:: AVAILABLE RECORDS

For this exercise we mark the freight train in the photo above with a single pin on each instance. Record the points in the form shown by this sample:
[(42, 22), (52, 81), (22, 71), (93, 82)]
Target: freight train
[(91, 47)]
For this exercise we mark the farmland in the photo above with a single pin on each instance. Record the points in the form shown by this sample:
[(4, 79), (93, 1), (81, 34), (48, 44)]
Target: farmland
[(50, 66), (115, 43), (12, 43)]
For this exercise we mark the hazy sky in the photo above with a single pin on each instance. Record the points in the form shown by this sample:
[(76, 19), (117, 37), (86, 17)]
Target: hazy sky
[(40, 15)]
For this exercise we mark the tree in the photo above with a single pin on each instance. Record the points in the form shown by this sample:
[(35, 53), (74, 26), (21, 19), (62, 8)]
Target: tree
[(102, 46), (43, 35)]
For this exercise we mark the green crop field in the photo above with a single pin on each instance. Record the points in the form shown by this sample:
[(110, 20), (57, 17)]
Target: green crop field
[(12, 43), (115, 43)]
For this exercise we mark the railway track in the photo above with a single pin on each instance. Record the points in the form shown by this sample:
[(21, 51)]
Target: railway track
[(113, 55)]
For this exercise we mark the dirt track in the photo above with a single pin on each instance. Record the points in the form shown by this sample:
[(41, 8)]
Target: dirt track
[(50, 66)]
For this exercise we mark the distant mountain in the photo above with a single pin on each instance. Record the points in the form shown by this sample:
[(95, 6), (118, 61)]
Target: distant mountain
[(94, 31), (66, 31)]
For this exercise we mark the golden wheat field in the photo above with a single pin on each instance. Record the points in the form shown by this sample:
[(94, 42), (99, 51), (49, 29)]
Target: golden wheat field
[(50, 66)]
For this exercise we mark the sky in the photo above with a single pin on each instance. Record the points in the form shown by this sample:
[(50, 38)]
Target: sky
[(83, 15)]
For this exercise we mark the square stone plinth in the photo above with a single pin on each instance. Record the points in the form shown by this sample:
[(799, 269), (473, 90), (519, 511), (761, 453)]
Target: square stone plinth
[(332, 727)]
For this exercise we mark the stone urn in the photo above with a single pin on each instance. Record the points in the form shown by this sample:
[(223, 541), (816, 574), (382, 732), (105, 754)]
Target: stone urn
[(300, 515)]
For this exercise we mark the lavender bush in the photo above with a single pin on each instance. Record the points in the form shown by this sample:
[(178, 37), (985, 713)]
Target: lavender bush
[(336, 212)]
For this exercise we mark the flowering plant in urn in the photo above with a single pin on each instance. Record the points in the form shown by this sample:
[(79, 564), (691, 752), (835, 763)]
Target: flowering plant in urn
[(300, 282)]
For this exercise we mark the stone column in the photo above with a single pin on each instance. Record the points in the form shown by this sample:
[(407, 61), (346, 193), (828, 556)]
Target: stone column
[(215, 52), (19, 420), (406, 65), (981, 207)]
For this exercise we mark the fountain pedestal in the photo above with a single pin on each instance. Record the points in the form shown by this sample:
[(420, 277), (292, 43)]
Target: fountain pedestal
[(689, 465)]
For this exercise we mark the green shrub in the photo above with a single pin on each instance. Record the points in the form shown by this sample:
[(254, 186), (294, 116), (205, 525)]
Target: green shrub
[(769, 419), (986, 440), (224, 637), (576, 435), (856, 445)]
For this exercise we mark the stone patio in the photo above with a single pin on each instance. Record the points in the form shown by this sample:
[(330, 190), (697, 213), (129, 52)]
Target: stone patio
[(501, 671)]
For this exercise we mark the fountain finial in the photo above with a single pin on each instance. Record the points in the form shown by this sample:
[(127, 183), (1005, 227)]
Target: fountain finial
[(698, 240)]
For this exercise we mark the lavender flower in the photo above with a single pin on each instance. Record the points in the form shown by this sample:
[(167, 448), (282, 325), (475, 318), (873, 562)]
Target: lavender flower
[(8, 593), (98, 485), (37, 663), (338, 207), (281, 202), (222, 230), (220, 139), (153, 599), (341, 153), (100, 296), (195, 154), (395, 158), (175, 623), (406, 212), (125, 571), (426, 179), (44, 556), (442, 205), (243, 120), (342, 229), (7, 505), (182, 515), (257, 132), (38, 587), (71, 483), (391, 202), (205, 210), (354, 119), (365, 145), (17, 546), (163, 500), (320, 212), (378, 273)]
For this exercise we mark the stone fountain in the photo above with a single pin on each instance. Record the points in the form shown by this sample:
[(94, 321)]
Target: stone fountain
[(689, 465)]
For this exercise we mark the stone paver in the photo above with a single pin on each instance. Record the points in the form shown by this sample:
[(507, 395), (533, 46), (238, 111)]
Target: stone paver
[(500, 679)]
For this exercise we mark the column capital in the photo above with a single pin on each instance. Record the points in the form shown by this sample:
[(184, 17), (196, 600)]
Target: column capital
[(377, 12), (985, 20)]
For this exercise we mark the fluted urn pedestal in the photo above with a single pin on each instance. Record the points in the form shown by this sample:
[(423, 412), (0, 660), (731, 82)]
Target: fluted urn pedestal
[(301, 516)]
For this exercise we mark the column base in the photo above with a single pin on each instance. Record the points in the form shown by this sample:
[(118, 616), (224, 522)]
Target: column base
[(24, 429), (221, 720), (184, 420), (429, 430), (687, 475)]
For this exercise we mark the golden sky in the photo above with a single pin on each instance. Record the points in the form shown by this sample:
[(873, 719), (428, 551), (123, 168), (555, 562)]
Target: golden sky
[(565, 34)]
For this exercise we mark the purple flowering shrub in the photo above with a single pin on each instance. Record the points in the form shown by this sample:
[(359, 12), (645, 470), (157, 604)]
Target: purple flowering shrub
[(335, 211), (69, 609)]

::::

TASK DETAILS –
Can you retype all of the entries above, keeping every line unchanged?

RIGHT ANSWER –
For this exercise we mark the freight train in the photo above with a single pin on each instance. Record the points in the form shown by this sample:
[(42, 22), (52, 81), (22, 71), (93, 82)]
Target: freight train
[(91, 47)]
For this exercise we mark the farmland in the photo above with a single pin on each instance. Record the points in the form shown by this sample:
[(4, 79), (93, 1), (81, 34), (48, 44)]
Target: farmland
[(50, 66), (115, 43), (12, 43)]
For this exercise we mark the hazy sky in the photo above with a single pin on each instance. Record the points in the form shown by this sample:
[(76, 19), (117, 37), (86, 17)]
Target: hazy sky
[(40, 15)]
For this exercise we mark the tree in the photo above with a single pin on each instance. Record the points in the form shown by this sample:
[(35, 53), (74, 26), (21, 19), (62, 8)]
Target: tree
[(102, 46), (43, 35)]
For this exercise we mark the green crop field in the photo above with a single pin on each instance. Record the points in the form shown by this sample:
[(110, 20), (57, 17)]
Target: green crop field
[(12, 43), (115, 43)]
For this exercise we mark the railway track in the photo above with a single pin on each instance. Record the points in the form shown by this sample:
[(21, 51)]
Target: railway track
[(113, 55)]
For this exercise we mark the dirt track in the photo above with a single pin on each instance. Record the points in the form shown by this sample:
[(41, 8)]
Target: dirt track
[(50, 66)]
For this exercise we mark the distant mountain in the photo above with a single pin on each instance. Record the points in the form shown by this sample:
[(95, 6), (118, 61)]
Target: distant mountain
[(94, 31), (66, 31)]
For this exercise we mark the golden wheat field in the photo above with a single pin on each instance. Record the points in the form shown by this sample:
[(94, 42), (99, 51), (49, 29)]
Target: golden wheat field
[(50, 66)]
For this exercise we mark the sky in the photo above with a single pin on each instance. Record the points in the form shown by this sample:
[(50, 38)]
Target: sky
[(83, 15)]
For this exercise we mark the square stone plinth in the photo above with a single pin on each instance. Record the points in the form shown by this sample:
[(799, 269), (473, 90), (519, 511), (761, 453)]
Target: square stone plinth
[(332, 727)]
For this exercise we mark the stone urn in the photo above with a single pin on each instance. Record the points in the form shown by this sample:
[(223, 541), (816, 574), (382, 732), (105, 754)]
Target: stone urn
[(300, 515)]
For this exercise we mark the lavender bush in the photo above with a single pin on each instance. Record the points in the form shown by this sample:
[(178, 37), (985, 713)]
Target: lavender bush
[(336, 212)]
For this exercise we mark the flowering plant in urn in the photo above with a single pin on each instance. Record the points in the form shown by this sample:
[(79, 564), (691, 752), (835, 763)]
Target: flowering plant in urn
[(300, 282)]
For this exercise we mark the stone column in the photo above with a single pin on each instance. Record the points in the form shown by this sample:
[(407, 61), (346, 193), (828, 556)]
Target: stone column
[(215, 52), (19, 420), (406, 65), (981, 207)]
For this exercise we mark the fountain pedestal in the photo above with a single pin on each instance. Record the points in the form shown by this sample:
[(420, 277), (292, 43)]
Target: fountain pedestal
[(689, 465)]
For this exercise we mark the green shrub in the photo above with a single pin on each instance. Record the points in the form shown by this sample:
[(254, 186), (294, 116), (205, 525)]
Target: green shrub
[(769, 419), (986, 440), (224, 637), (576, 435), (856, 445)]
For this exercise we mark the stone patio in the photo above with a single pin on each instance. Record the points in the form shown by this sample:
[(330, 190), (697, 213), (129, 52)]
Target: stone patio
[(501, 671)]
For this exercise we mark the fountain finial in the photo above with a single pin on each instance. Record the points in the form shown by this sample:
[(127, 183), (1005, 227)]
Target: fountain finial
[(698, 240)]
For this exercise we mark the lavender flower in the photo above with a single pin on each instance. Record the points in the form shown by this sample:
[(167, 448), (282, 325), (475, 318), (873, 562)]
Target: lavender flower
[(8, 593), (98, 485), (37, 663), (338, 207), (281, 202), (222, 230), (220, 139), (153, 599), (341, 153), (100, 296), (195, 154), (395, 158), (175, 623), (406, 212), (125, 571), (426, 179), (44, 556), (442, 205), (243, 120), (342, 229), (7, 505), (182, 515), (257, 132), (38, 587), (71, 483), (391, 202), (205, 210), (354, 119), (365, 145), (17, 546), (163, 500), (320, 212), (378, 273)]
For this exercise we mark the stone fountain in the photo above with a single pin on each instance. Record the points in the form shown by this sample:
[(94, 321)]
Target: stone fountain
[(689, 465)]
For this exercise we mark the stone paver in the photo above with a single pin on each instance. Record the points in the form shown by this sample:
[(507, 395), (533, 46), (238, 111)]
Target: stone paver
[(500, 679)]
For this exercise we mark the column capital in the photo above with a single pin on each instance. Record the points in the form shown by this sample:
[(184, 17), (196, 600)]
Target: column capital
[(377, 12), (985, 20)]
For this exercise we mark the fluted urn pedestal in the photo above with a single pin on each instance. Record the points in the form shown by this sample:
[(423, 412), (0, 660), (731, 82)]
Target: fluted urn pedestal
[(301, 516)]
For this exercise we mark the column base in the photo above with a single pin on each instance. Record the points in the form shown by this sample:
[(118, 616), (224, 522)]
Target: column base
[(24, 429), (221, 720), (184, 420), (429, 430), (687, 475)]
For this exercise we mark the golden sky in the photo above with a single pin on each instance. Record the points in the form shown by this sample:
[(873, 719), (428, 551), (123, 168), (555, 562)]
Target: golden sky
[(565, 34)]
For this exercise we mark the purple flowering shrub in the photo above with a single pin on each instance. Record the points in the form shown by this sample:
[(359, 12), (645, 470), (157, 604)]
Target: purple flowering shrub
[(335, 211), (69, 609)]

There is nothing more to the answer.